Auszug =
◇ ◇ ◇ ◇ ◇ ◇ ◇
# An bestimmten Datum Applet nicht mehr ausführen



## berni (26. Jan 2007)

hi;

 gibts ne elegenate Möglichkeit dem Applet zu sagn ab einem
 bestimmten Datum solls nicht mehr spieln??

 Nur als Spaß an der Freud!  :lol:


----------



## The_S (26. Jan 2007)

Ohne Inhalt? wie geht denn das?

[edit] hm, jetzt is ja doch aufeinmal was da ... Um auf deine Frage zurückzukommen: Du kannst bei jedem AppletStart überprüfen, ob ein fest einkodiertes Datum überschritten wurde. Falls ja einfach nichts mehr ausgeben oder ne Meldung deiner Wahl


----------



## berni (26. Jan 2007)
◇ ◇ ◇ ◇ ◇ ◇ ◇
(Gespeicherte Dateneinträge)

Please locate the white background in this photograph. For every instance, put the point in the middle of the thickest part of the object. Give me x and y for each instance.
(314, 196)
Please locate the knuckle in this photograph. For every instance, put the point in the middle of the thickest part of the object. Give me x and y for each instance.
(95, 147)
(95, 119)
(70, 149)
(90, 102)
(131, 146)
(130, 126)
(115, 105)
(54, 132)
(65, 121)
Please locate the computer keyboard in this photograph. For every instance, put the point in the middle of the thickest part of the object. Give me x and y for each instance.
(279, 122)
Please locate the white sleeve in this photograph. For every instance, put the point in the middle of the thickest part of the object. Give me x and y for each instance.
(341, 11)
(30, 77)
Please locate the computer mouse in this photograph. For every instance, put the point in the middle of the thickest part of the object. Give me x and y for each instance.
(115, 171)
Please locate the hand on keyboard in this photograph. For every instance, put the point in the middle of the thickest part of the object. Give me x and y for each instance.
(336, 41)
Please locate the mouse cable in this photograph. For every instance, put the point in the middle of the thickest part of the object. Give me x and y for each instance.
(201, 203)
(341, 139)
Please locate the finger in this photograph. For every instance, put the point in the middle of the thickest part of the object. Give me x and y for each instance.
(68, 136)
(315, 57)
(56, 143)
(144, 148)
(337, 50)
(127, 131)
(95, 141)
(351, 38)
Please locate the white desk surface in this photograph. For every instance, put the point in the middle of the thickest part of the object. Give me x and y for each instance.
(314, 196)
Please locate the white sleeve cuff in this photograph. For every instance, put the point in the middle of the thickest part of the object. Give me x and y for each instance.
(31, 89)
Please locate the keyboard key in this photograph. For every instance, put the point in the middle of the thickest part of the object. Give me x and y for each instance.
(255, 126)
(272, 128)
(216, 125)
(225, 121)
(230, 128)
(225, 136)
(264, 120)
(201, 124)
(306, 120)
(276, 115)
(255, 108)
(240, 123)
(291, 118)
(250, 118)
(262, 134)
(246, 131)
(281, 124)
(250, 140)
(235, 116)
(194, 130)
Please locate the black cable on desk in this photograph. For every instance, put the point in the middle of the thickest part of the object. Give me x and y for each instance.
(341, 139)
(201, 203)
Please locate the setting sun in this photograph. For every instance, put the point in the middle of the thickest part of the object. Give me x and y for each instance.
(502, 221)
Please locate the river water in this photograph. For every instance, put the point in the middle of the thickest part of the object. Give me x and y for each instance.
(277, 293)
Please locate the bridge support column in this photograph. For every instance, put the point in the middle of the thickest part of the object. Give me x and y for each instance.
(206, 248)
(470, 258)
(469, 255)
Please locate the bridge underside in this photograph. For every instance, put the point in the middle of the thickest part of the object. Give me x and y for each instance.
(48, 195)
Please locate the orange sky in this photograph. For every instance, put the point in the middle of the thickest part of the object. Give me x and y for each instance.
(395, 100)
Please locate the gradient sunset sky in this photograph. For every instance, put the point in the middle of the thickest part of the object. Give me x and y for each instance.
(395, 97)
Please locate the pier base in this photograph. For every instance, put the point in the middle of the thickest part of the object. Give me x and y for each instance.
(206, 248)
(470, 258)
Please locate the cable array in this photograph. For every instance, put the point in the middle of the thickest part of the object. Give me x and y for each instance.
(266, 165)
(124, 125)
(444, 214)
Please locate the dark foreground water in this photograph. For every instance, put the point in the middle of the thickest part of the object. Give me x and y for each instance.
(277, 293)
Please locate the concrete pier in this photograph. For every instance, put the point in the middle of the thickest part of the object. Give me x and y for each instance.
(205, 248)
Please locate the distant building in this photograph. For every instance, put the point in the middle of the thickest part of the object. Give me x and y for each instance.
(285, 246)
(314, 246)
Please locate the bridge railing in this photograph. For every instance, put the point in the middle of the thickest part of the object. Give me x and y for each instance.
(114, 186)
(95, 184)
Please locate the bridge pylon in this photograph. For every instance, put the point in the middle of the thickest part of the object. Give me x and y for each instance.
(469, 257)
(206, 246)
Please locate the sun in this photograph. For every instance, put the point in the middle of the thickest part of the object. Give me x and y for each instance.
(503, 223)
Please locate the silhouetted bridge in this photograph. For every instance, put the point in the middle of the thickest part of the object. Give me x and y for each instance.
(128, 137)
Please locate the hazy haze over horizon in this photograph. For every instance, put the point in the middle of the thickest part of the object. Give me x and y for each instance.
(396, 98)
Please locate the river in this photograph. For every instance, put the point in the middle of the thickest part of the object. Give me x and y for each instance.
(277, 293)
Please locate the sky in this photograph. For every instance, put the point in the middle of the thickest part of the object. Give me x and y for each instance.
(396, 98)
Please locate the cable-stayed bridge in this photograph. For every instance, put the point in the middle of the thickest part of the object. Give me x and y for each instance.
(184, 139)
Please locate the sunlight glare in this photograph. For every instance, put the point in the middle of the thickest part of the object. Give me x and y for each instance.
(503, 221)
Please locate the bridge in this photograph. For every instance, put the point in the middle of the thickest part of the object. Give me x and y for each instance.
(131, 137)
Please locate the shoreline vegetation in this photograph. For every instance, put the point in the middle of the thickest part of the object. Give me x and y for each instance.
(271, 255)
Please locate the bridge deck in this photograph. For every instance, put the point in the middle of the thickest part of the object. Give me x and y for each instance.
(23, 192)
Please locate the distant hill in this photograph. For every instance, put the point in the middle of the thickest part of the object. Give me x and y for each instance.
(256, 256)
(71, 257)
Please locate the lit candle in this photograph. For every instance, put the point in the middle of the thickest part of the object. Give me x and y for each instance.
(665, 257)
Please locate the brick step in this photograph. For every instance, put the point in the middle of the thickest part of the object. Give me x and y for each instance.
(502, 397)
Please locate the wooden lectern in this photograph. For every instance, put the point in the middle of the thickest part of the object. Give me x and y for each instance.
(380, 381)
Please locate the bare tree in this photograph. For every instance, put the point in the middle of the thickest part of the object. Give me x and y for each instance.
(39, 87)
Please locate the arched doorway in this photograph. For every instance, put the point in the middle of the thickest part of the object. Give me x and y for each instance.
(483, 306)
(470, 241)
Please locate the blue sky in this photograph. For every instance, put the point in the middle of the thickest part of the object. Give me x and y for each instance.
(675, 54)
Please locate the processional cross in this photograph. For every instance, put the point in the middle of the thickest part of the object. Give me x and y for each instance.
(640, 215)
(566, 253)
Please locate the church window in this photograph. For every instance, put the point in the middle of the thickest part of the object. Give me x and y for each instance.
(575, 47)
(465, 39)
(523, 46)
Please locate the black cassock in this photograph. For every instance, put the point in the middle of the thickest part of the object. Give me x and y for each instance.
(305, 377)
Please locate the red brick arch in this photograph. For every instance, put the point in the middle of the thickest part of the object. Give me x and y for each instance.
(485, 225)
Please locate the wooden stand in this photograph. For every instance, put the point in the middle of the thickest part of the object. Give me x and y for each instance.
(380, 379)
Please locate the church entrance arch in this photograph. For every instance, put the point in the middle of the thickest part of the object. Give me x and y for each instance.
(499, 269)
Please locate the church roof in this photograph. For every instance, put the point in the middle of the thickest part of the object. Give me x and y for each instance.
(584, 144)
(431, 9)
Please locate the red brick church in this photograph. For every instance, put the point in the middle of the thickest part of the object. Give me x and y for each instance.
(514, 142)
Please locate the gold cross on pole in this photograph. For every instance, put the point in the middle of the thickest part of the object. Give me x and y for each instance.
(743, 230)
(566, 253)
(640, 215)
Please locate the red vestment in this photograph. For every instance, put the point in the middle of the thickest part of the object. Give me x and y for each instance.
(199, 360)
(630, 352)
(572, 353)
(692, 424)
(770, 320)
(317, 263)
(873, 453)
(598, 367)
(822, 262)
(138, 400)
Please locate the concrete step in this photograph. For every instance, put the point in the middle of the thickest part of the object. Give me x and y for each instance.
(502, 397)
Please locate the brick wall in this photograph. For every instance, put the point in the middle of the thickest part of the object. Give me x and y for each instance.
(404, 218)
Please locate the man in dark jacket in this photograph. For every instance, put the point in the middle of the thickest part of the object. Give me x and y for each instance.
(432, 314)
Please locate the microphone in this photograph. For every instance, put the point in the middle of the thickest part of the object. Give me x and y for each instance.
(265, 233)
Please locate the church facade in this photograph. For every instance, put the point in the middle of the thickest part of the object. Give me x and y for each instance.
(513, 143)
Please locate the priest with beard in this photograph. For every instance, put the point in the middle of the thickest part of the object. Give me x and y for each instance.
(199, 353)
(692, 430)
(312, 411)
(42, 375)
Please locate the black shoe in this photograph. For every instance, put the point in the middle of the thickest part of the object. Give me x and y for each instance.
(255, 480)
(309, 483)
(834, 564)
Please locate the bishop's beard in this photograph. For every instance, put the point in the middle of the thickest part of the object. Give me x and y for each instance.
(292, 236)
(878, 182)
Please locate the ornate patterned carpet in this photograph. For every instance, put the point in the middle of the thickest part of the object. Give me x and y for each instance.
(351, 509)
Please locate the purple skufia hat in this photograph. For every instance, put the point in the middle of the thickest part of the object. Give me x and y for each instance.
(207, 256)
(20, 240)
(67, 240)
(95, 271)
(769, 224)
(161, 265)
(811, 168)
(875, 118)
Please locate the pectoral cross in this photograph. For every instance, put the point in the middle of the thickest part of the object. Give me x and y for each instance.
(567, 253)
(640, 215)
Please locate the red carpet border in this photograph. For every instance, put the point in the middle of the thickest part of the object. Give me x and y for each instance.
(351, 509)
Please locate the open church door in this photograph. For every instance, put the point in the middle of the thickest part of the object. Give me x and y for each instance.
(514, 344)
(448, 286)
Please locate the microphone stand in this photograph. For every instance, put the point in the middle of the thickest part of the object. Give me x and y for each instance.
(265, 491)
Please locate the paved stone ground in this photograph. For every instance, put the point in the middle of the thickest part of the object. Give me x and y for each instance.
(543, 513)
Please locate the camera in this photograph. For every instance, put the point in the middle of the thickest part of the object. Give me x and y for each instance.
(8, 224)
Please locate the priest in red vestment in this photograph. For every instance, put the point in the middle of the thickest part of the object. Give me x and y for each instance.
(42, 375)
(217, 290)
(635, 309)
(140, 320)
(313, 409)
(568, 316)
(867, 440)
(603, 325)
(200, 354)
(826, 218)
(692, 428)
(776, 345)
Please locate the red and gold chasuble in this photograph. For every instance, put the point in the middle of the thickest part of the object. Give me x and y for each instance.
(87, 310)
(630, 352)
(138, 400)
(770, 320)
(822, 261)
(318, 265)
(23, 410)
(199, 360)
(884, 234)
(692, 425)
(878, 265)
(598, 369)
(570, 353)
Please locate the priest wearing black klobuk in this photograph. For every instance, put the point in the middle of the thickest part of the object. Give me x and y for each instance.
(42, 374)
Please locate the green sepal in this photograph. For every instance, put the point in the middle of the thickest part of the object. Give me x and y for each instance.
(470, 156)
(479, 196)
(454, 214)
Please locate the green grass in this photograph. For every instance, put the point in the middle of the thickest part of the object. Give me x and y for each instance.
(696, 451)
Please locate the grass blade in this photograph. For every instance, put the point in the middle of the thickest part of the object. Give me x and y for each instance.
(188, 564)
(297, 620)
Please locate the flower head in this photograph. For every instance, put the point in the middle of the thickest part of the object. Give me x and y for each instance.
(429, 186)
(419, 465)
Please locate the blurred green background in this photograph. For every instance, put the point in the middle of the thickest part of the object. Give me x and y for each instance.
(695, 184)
◇ ◇ ◇ ◇ ◇ ◇ ◇
Zu erledigende Aufgaben =
A - Was soll man laut dem Thread über das Applet mit Ablaufdatum bei jedem Start des Applets überprüfen?
B - Schreib den Thread über das Applet mit Ablaufdatum weiter, beginnend mit dem nächsten Beitrag von berni.

Ergebnisse der Aufgaben =
A - Ob ein fest einkodiertes Datum überschritten wurde.

B -
Du meinst also, dass es mir Datum überprüfen am besten gehn würd?
 geht das anders auch?


----------



## The_S (26. Jan 2007)

Wenn du uns sagst wofür du es brauchst, können wir dir evtl. auch noch eine andere Möglichkeit vorschlagen.


----------



## dsv fritz (26. Jan 2007)

Wenn's ganz weg soll, kannst ja mit php oder jsp oder sonst einem Serverskript, das Applet nicht mehr anzeigen lassen.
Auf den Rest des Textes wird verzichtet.